━━━ Textabschnitt

Die Wärmewende wird Realität. Unternehmen mit klugen, leicht umsetzbaren Konzepten werden jetzt profitieren.

Die Diskussionen rund um die Wärmewende wirkten 2023 oft überreizt, hektisch und bisweilen chaotisch. Doch allen Unkenrufen zum Trotz hat sich in den vergangenen Monaten das Koordinatensystem der Wärmewende verschoben – und zwar zum Guten. Erstmals stand die wichtigste Frage der Energiewende auf der Agenda: was müssen wir tun, um die Wärmeversorgung in den nächsten zwanzig Jahren klimaneutral zu gestalten? Diese Debatte ist längst überfällig, denn Kaufentscheidungen für eine neue Heizung heute prägen die Klimabilanz noch des Jahres 2045.

Kern der Wärmepolitik ist der in den nächsten Jahren schrittweise steigende CO2-Preis. Das sorgt dafür, dass klimafreundliche Heizsysteme im Vergleich wirtschaftlicher werden. Doch auch jenseits des CO2-Preises wurden 2023 gleich drei wichtige neue Pflöcke eingerammt.

Warum 2023 das Jahr der Entscheidungen war

Die Bundesregierung hat den CO2-Preis noch immer nicht mit einem entlastenden Klimageld für alle Haushalte verbunden – und wird dieses in der aktuellen Legislaturperiode wohl auch nicht mehr einführen.

Dr. Martin Pehnt

Nach zwei Jahrzehnten, in denen stark auf den Ausbau von Erdgas als Energieträger der Wärmeversorgung gesetzt wurde, hat die Bundesregierung 2023 im Gebäudeenergiegesetz – das weit mehr ist als nur ein „Heizungsgesetz“ – das Jahr 2045 als Enddatum für das Heizen mit fossilen Energieträgern definiert. Heizungen, die neu eingebaut werden, müssen außerhalb von Neubaugebieten nach Vorliegen einer kommunalen Wärmeplanung mit 65 Prozent erneuerbaren Energien betrieben werden. Erdgasversorger und Heizölhändler müssen reagieren und sich langfristig neue Geschäftsfelder suchen. Noch stehen die Erträge aus dem Gasgeschäft bei den großen deutschen Stadtwerken für rund ein Viertel des Gesamtumsatzes.

━━━━━━

▸ Zu erledigen:
1) Welches Jahr legt das Gebäudeenergiegesetz laut Textabschnitt als Enddatum für das Heizen mit fossilen Energieträgern fest?
2) Entscheide für jede Aussage, ob sie mit dem Textabschnitt übereinstimmt, und belege dein Ja oder Nein mit den entscheidenden Worten des Textabschnitts als wörtlichem Zitat. (a) Die Erträge aus dem Gasgeschäft machen bei den großen deutschen Stadtwerken rund die Hälfte des Gesamtumsatzes aus. (b) Der CO2-Preis soll in den nächsten Jahren schrittweise steigen. (c) Die Bundesregierung hat den CO2-Preis mit einem Klimageld für alle Haushalte verbunden.
3) Gib aus dem Textabschnitt die Passage von „Die Wärmewende wird“ bis „des Jahres 2045.“ unverändert wieder.
Stütze dich ausschließlich auf den Textabschnitt.

━━━ Vorliegende Angaben

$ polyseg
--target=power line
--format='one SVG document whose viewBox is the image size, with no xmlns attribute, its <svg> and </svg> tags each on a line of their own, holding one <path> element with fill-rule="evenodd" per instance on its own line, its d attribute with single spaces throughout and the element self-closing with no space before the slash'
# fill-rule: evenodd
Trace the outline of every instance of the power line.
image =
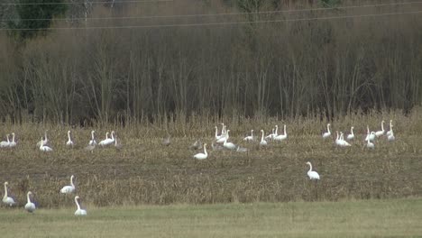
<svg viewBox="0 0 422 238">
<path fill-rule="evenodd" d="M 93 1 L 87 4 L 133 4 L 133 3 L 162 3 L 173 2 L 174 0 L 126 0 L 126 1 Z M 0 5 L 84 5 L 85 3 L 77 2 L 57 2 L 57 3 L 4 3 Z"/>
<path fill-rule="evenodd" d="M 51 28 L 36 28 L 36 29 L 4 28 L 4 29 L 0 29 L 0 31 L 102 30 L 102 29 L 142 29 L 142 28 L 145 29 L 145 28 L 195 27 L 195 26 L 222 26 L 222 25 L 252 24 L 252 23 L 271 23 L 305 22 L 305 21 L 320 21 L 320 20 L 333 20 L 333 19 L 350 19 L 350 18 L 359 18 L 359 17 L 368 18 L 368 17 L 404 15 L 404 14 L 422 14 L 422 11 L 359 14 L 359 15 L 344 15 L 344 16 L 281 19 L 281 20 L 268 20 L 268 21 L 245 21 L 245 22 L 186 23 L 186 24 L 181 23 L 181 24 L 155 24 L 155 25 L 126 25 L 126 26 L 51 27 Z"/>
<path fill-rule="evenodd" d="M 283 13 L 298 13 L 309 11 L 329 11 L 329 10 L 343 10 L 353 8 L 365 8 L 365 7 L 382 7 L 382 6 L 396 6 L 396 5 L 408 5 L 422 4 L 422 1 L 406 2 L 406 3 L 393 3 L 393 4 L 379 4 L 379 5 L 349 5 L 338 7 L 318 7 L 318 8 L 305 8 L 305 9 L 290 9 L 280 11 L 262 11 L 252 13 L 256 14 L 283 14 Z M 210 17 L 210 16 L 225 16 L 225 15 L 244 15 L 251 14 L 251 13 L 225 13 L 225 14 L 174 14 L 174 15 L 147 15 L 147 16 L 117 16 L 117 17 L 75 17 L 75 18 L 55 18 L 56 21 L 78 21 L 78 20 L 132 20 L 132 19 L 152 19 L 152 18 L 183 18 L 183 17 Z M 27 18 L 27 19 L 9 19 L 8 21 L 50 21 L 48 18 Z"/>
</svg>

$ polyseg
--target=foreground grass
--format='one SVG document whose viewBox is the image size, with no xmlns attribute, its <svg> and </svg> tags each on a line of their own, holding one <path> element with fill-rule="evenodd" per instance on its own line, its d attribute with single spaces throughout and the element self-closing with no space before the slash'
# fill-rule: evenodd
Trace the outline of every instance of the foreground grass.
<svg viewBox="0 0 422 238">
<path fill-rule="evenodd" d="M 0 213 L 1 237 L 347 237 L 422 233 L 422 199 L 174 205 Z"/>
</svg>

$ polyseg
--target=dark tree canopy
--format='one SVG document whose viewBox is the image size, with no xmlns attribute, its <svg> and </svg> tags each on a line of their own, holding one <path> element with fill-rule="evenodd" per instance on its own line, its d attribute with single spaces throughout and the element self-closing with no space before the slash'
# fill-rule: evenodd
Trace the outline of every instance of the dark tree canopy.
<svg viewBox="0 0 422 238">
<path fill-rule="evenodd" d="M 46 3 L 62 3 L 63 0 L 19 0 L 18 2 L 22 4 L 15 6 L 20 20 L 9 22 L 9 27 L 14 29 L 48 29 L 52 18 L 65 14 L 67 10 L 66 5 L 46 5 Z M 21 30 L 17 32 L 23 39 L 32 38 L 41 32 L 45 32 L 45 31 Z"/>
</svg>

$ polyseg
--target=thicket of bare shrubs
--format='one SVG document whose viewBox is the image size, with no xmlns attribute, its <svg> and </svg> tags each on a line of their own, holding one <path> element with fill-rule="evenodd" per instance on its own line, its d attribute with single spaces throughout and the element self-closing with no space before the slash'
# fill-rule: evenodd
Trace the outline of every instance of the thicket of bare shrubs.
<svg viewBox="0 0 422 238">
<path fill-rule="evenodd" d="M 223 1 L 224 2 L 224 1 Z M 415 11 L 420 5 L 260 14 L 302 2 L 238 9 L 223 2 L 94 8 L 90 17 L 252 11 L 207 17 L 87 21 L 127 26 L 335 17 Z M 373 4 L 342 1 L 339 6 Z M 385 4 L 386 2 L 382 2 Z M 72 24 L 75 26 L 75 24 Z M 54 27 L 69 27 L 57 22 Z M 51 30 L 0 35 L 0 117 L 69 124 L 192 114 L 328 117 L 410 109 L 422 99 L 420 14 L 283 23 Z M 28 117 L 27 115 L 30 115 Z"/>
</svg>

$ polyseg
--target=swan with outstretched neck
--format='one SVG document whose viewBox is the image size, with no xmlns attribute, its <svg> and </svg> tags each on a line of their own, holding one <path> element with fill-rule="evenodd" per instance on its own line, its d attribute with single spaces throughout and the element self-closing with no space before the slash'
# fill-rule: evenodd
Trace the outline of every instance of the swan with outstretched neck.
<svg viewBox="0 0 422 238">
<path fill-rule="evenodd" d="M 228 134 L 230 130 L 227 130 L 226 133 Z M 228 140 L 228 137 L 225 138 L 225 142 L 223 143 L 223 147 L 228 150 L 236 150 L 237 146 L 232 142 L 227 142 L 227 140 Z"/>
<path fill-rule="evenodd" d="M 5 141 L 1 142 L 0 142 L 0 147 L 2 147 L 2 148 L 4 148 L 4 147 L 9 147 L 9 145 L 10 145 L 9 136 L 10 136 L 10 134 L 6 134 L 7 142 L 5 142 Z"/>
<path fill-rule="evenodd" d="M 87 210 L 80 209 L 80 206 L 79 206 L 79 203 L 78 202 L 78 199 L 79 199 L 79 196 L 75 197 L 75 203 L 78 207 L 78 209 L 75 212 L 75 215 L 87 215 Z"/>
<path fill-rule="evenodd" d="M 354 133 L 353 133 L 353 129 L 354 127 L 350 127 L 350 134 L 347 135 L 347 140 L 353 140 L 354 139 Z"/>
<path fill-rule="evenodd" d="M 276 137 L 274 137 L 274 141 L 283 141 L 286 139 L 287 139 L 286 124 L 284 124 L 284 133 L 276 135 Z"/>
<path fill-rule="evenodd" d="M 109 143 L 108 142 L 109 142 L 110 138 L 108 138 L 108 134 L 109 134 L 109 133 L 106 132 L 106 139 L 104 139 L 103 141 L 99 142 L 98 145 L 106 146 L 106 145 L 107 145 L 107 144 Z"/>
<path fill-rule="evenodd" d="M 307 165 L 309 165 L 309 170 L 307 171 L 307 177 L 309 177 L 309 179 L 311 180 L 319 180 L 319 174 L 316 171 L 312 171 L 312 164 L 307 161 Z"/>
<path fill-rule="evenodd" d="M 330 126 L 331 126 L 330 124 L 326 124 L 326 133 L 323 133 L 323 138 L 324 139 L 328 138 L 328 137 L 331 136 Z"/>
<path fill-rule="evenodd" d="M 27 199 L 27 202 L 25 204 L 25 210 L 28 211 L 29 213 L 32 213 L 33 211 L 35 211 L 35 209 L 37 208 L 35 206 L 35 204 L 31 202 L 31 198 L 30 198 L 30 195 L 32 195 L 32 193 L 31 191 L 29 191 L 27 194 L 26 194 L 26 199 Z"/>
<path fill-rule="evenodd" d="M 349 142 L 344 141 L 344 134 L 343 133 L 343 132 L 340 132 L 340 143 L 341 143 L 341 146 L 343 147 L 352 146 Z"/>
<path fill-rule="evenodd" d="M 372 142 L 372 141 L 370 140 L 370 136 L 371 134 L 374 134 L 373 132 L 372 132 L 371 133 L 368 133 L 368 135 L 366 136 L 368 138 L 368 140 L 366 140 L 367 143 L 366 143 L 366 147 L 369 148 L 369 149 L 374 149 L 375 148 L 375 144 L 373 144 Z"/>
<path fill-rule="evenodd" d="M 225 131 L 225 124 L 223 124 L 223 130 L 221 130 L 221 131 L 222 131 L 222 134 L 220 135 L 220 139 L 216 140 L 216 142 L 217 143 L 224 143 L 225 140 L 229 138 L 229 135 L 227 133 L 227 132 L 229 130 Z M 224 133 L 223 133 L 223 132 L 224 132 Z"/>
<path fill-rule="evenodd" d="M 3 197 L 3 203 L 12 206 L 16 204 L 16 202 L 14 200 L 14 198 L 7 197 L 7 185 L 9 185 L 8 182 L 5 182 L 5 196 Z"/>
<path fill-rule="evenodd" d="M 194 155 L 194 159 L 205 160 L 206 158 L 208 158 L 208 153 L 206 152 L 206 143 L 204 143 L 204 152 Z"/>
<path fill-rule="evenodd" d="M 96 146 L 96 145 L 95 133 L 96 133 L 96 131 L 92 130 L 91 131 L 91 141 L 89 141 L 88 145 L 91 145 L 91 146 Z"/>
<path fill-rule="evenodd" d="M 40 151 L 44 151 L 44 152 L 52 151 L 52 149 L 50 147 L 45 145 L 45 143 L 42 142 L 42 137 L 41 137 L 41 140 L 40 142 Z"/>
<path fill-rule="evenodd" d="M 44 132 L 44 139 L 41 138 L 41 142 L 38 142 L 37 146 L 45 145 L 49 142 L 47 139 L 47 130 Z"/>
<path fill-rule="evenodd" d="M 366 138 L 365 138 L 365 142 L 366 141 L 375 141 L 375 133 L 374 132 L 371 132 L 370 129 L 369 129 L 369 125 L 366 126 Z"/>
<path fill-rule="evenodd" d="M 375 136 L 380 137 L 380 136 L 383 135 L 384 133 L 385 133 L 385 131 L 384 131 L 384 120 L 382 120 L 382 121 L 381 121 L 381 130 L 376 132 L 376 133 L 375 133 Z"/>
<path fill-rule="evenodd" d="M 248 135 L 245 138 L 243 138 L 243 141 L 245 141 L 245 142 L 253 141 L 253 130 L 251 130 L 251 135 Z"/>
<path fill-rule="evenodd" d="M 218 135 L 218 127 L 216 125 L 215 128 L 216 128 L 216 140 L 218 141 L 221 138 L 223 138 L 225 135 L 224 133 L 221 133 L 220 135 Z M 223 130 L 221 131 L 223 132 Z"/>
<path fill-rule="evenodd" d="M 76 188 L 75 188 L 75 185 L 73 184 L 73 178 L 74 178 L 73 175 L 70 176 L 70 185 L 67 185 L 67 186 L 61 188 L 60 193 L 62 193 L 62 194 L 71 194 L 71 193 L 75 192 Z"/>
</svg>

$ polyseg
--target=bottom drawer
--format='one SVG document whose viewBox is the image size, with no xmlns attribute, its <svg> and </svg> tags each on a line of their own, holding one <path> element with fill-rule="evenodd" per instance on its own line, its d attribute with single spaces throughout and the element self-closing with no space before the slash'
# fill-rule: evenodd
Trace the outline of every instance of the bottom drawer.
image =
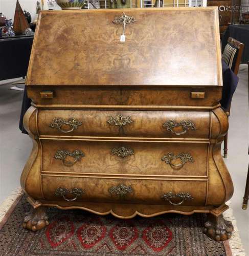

━━━━━━
━━━ Vorliegende Angaben

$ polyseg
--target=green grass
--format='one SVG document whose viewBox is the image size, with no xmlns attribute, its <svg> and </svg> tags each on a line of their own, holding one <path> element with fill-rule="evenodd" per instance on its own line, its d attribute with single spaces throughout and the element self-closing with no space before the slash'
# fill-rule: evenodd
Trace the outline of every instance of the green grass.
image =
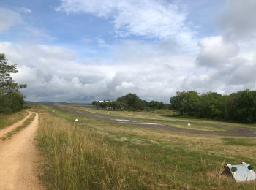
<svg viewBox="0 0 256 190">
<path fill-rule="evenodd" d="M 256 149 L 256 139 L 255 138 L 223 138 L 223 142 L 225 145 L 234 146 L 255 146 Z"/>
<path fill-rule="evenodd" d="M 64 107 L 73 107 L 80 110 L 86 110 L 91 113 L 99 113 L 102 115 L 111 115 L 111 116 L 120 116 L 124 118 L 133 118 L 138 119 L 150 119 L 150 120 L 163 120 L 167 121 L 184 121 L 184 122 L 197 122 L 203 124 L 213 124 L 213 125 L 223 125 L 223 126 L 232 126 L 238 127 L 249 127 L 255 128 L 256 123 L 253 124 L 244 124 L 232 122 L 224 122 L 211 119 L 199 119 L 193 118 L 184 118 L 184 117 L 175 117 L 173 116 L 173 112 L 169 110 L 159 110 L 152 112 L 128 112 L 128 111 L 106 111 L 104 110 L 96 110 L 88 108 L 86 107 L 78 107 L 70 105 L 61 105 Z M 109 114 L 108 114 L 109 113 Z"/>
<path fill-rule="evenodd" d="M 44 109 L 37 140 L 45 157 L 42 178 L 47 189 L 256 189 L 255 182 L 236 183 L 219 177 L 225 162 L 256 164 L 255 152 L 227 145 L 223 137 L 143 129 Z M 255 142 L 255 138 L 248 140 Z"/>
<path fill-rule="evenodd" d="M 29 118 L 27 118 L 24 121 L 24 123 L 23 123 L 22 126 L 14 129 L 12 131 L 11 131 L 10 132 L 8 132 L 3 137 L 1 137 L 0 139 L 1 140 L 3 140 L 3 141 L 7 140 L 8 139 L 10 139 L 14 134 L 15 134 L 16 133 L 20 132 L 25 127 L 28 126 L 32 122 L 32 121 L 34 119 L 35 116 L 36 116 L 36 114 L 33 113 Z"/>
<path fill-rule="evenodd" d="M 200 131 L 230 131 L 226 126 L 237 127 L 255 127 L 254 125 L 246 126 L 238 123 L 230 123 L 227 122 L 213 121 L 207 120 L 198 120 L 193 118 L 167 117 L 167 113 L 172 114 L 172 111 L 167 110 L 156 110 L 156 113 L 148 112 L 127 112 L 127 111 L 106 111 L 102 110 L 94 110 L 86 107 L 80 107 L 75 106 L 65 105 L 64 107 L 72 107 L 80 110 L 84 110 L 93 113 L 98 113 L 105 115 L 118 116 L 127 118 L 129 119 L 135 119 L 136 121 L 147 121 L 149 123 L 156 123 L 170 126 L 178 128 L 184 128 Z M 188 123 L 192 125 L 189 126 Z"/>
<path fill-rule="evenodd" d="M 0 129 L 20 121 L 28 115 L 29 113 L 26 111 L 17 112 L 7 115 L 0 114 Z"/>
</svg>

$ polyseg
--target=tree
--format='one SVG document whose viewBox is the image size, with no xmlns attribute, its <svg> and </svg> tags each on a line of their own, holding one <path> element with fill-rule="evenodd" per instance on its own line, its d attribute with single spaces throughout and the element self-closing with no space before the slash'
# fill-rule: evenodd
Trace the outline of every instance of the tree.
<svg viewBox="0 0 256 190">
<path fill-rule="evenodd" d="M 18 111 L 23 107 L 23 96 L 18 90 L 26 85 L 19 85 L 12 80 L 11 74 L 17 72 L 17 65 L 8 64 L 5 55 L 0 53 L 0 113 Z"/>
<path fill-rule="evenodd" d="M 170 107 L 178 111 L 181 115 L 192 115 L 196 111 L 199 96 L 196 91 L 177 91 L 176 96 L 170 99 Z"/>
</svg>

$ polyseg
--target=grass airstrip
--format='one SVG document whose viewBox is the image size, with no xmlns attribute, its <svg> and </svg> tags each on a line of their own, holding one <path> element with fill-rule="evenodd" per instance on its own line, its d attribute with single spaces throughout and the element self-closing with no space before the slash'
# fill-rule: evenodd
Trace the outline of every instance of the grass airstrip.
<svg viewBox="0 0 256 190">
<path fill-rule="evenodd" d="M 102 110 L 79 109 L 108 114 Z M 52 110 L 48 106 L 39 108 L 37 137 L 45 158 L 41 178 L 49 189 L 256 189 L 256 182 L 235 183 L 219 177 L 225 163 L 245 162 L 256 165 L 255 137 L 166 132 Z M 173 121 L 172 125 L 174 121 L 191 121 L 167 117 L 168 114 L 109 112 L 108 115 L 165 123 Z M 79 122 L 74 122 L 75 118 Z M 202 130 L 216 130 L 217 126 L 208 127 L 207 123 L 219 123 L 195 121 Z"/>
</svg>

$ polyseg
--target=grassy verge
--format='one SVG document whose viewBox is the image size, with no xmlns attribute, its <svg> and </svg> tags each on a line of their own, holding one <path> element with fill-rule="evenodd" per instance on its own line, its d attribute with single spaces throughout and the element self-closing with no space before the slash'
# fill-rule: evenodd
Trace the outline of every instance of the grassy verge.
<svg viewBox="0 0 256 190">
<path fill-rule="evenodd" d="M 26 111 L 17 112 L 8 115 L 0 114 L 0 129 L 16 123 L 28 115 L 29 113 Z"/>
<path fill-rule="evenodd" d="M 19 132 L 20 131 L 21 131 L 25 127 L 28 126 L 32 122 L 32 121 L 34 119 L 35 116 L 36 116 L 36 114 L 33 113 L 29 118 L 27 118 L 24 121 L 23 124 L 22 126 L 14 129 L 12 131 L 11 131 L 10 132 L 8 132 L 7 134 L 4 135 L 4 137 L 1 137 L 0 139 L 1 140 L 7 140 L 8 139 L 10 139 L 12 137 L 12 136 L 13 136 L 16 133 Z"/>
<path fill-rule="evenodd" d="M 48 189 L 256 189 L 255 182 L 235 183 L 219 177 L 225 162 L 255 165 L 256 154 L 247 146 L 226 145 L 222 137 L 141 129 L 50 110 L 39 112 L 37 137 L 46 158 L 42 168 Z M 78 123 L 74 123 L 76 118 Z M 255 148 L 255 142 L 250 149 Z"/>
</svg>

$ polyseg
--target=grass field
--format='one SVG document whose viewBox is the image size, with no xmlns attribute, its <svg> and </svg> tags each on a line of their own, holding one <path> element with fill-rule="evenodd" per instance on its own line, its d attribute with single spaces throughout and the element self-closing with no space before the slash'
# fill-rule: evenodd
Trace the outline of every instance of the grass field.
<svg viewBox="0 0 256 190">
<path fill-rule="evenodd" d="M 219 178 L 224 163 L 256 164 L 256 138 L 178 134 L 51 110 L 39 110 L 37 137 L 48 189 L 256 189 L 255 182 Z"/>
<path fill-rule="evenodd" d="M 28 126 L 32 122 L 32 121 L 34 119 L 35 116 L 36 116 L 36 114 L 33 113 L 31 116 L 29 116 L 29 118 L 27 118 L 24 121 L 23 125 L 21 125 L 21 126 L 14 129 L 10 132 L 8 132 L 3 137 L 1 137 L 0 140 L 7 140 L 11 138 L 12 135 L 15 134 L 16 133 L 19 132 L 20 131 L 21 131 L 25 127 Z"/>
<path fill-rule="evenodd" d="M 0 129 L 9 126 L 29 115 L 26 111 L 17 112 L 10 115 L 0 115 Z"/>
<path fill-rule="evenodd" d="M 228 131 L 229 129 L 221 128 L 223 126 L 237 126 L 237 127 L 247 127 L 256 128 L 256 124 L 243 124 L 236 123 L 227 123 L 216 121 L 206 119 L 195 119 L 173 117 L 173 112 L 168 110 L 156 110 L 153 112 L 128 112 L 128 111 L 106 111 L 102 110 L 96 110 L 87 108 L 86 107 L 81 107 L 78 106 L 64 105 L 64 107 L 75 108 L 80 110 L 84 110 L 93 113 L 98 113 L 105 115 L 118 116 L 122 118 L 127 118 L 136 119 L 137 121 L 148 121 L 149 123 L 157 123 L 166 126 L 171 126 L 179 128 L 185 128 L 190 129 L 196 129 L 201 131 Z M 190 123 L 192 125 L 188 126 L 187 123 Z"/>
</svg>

━━━━━━

▸ Lösungen:
1) Das Jahr 2045.

2)
(a) Nein: „rund ein Viertel des Gesamtumsatzes“
(b) Ja: „der in den nächsten Jahren schrittweise steigende CO2-Preis“
(c) Nein: „hat den CO2-Preis noch immer nicht mit einem entlastenden Klimageld für alle Haushalte verbunden“

3)
Die Wärmewende wird Realität. Unternehmen mit klugen, leicht umsetzbaren Konzepten werden jetzt profitieren.

Die Diskussionen rund um die Wärmewende wirkten 2023 oft überreizt, hektisch und bisweilen chaotisch. Doch allen Unkenrufen zum Trotz hat sich in den vergangenen Monaten das Koordinatensystem der Wärmewende verschoben – und zwar zum Guten. Erstmals stand die wichtigste Frage der Energiewende auf der Agenda: was müssen wir tun, um die Wärmeversorgung in den nächsten zwanzig Jahren klimaneutral zu gestalten? Diese Debatte ist längst überfällig, denn Kaufentscheidungen für eine neue Heizung heute prägen die Klimabilanz noch des Jahres 2045.